• [TASK OBJECTIVE]: Reproduce all records exactly.

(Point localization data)
**********
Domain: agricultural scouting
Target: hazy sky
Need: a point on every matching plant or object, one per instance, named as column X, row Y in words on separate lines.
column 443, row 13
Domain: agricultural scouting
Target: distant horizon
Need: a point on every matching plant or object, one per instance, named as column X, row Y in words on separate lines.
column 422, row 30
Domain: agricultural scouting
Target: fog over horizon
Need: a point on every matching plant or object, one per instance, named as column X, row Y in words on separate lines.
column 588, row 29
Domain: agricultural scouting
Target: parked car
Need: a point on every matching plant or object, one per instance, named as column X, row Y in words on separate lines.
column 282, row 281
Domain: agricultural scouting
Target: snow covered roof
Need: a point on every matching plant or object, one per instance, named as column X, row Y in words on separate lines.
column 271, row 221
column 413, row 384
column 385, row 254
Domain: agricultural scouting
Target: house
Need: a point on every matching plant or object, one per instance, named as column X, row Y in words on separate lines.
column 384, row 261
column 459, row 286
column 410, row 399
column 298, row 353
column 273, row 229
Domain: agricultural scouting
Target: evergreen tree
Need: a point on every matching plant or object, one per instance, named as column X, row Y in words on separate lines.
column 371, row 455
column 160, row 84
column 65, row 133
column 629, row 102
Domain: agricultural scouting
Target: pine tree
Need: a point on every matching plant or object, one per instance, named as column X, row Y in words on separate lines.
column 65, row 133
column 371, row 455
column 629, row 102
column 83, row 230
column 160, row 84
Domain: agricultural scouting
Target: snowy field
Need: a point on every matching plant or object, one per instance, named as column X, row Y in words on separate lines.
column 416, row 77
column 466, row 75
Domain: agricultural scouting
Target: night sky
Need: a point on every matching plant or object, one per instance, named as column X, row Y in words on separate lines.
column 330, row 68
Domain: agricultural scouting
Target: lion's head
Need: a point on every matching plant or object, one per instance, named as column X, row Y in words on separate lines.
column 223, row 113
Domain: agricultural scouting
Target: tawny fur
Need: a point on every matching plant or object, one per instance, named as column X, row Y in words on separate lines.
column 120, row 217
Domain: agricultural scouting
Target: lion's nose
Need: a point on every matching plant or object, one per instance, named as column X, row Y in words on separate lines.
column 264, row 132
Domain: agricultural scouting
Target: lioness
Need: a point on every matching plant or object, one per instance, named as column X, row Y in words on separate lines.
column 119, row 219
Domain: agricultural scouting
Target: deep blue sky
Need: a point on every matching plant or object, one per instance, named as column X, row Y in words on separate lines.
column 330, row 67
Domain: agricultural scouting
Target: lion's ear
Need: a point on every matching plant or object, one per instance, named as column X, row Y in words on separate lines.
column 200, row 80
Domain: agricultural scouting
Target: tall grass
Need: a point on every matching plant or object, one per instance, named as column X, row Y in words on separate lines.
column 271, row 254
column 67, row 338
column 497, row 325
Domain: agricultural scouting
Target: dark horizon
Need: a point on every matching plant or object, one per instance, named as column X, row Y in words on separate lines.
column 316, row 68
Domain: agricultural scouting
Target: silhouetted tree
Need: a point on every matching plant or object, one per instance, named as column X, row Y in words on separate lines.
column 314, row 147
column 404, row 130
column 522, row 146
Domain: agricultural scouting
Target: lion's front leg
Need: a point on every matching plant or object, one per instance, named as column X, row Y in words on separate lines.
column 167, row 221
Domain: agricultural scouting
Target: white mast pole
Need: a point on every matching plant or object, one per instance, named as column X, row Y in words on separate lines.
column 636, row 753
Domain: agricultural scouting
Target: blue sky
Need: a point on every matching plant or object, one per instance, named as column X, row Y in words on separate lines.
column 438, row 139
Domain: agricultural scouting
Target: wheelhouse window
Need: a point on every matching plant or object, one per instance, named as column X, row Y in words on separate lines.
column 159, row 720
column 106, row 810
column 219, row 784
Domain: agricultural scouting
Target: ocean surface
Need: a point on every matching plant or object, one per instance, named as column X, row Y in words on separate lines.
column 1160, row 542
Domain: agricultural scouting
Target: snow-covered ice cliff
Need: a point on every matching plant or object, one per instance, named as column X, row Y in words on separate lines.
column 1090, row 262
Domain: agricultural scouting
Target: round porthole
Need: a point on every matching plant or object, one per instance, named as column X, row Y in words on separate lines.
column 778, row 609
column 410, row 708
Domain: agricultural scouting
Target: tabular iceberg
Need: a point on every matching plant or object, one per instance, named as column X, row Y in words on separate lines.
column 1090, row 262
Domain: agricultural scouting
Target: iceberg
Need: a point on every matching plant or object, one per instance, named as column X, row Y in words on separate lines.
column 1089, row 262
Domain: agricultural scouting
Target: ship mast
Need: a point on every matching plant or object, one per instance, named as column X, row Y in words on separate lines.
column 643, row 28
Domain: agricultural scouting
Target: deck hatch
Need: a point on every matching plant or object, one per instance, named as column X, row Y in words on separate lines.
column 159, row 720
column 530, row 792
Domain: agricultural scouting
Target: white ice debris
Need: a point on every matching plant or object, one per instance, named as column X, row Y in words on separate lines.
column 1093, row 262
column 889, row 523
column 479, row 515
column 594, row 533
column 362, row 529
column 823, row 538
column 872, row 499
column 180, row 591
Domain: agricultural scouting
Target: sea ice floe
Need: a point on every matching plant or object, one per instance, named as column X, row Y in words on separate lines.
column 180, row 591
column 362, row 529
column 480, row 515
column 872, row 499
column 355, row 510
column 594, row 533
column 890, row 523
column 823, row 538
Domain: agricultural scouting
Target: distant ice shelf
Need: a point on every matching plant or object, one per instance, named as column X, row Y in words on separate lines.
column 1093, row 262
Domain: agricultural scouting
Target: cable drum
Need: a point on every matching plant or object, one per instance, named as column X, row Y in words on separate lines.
**********
• [RESULT FOR THIS EXERCISE]:
Domain: agricultural scouting
Target: hazy sky
Need: a point on every matching plant or object, one per instance, named as column X, row Y in words on separate lines.
column 443, row 13
Domain: agricultural scouting
Target: distant horizon
Need: a point on every matching plant or object, one per instance, named as column X, row Y in words on separate lines.
column 422, row 30
Domain: agricultural scouting
Target: fog over horizon
Need: a point on every matching plant or object, one per instance, named as column X, row Y in words on separate lines.
column 588, row 29
Domain: agricultural scouting
Target: parked car
Need: a point on every matching plant or object, one per instance, named as column X, row Y in words on separate lines.
column 282, row 281
Domain: agricultural scouting
Target: snow covered roof
Need: a point on every matching plant or object, one per instance, named as column X, row Y in words on separate lines.
column 271, row 221
column 413, row 384
column 385, row 254
Domain: agricultural scouting
Target: house
Need: a point on every matching plant or object, one per instance, named as column X, row Y in words on separate lines.
column 384, row 261
column 459, row 286
column 410, row 399
column 298, row 353
column 273, row 229
Domain: agricultural scouting
Target: evergreen tree
Need: a point on every matching plant or object, one per instance, named as column X, row Y in words on separate lines.
column 371, row 455
column 160, row 84
column 65, row 133
column 629, row 102
Domain: agricultural scouting
Target: pine tree
Need: a point on every matching plant or object, one per instance, named as column X, row Y in words on separate lines.
column 65, row 133
column 371, row 455
column 629, row 102
column 83, row 230
column 160, row 84
Domain: agricultural scouting
Target: snowy field
Need: a point on every matching plant or object, one per instance, named as column X, row Y in words on separate lines.
column 416, row 77
column 466, row 75
Domain: agricultural scouting
Target: night sky
Need: a point on every matching plant or object, one per instance, named as column X, row Y in words on separate lines.
column 330, row 68
Domain: agricultural scouting
Target: lion's head
Need: a point on every matching plant or object, one per instance, named as column X, row Y in words on separate lines.
column 223, row 113
Domain: agricultural scouting
Target: tawny fur
Need: a point on every matching plant or object, one per instance, named as column X, row Y in words on separate lines.
column 120, row 217
Domain: agricultural scouting
Target: lion's nose
Need: a point on every matching plant or object, one per instance, named as column X, row Y in words on separate lines.
column 264, row 132
Domain: agricultural scouting
Target: lioness
Need: a point on every matching plant or object, one per instance, named as column X, row Y in words on separate lines.
column 119, row 219
Domain: agricultural scouting
Target: deep blue sky
Need: a point on every matching plant or object, one per instance, named as column X, row Y in words on separate lines.
column 330, row 67
Domain: agricultural scouting
Target: lion's ear
Need: a point on every matching plant or object, one per instance, named as column X, row Y in words on separate lines.
column 200, row 80
Domain: agricultural scouting
Target: tall grass
Need: a point on every matching plant or object, one per instance, named as column X, row Y in words on separate lines.
column 271, row 254
column 67, row 338
column 497, row 325
Domain: agricultural scouting
Target: dark horizon
Need: a point on every matching plant or object, one per instance, named as column X, row Y in words on separate lines.
column 316, row 68
Domain: agricultural scouting
Target: silhouetted tree
Need: a point on every matching plant or object, one per instance, named as column X, row Y in words on separate lines.
column 314, row 147
column 404, row 130
column 522, row 146
Domain: agricultural scouting
Target: lion's front leg
Need: a point on every matching plant or object, one per instance, named as column X, row Y in words on separate lines.
column 167, row 221
Domain: agricultural scouting
Target: white mast pole
Need: a point on every matching plant or object, one per instance, named as column X, row Y in words on separate lines.
column 636, row 753
Domain: agricultural scouting
Target: blue sky
Need: a point on every matching plant or object, one per instance, named as column X, row Y in words on separate lines.
column 438, row 139
Domain: agricultural scouting
Target: wheelhouse window
Need: a point on every matching plant or object, one per instance, named as column X, row Y in words on separate lines.
column 159, row 720
column 106, row 810
column 219, row 784
Domain: agricultural scouting
Target: ocean surface
Need: a point on every matching plant or object, one per instance, named as column X, row Y in words on separate lines.
column 1160, row 542
Domain: agricultural scouting
Target: snow-covered ice cliff
Need: a point on every matching plant or object, one per instance, named as column X, row Y in words on separate lines.
column 1090, row 262
Domain: agricultural scouting
Target: round porthole
Need: a point on every matching plant or object, one per instance, named as column X, row Y in words on separate lines.
column 778, row 609
column 410, row 708
Domain: agricultural scouting
Target: tabular iceberg
Need: a point on every matching plant or object, one per instance, named as column X, row Y in words on separate lines.
column 1090, row 262
Domain: agricultural scouting
Target: iceberg
Need: a point on every matching plant or object, one per instance, named as column X, row Y in words on separate lines.
column 1089, row 262
Domain: agricultural scouting
Target: ship mast
Need: a point on every matching plant or object, one per instance, named as column X, row Y in words on separate lines.
column 643, row 28
Domain: agricultural scouting
Target: deck hatch
Need: a point on every matching plant or object, one per instance, named as column X, row Y in words on separate lines.
column 159, row 720
column 530, row 792
Domain: agricultural scouting
Target: white ice debris
Need: a point on every matching plant or object, one per instance, named as column X, row Y in words on separate lines.
column 1093, row 262
column 889, row 523
column 479, row 515
column 594, row 533
column 362, row 529
column 823, row 538
column 872, row 499
column 180, row 591
Domain: agricultural scouting
Target: sea ice floe
Need: a point on every matching plant or object, one per instance, named as column X, row Y in words on separate lines.
column 180, row 591
column 362, row 529
column 480, row 515
column 872, row 499
column 355, row 510
column 594, row 533
column 890, row 523
column 823, row 538
Domain: agricultural scouting
Target: distant ice shelf
Need: a point on every matching plant or object, one per instance, named as column X, row Y in words on separate lines.
column 1093, row 262
Domain: agricultural scouting
Target: cable drum
Need: a point on every matching plant or object, one per instance, named as column X, row Y in words on separate lines.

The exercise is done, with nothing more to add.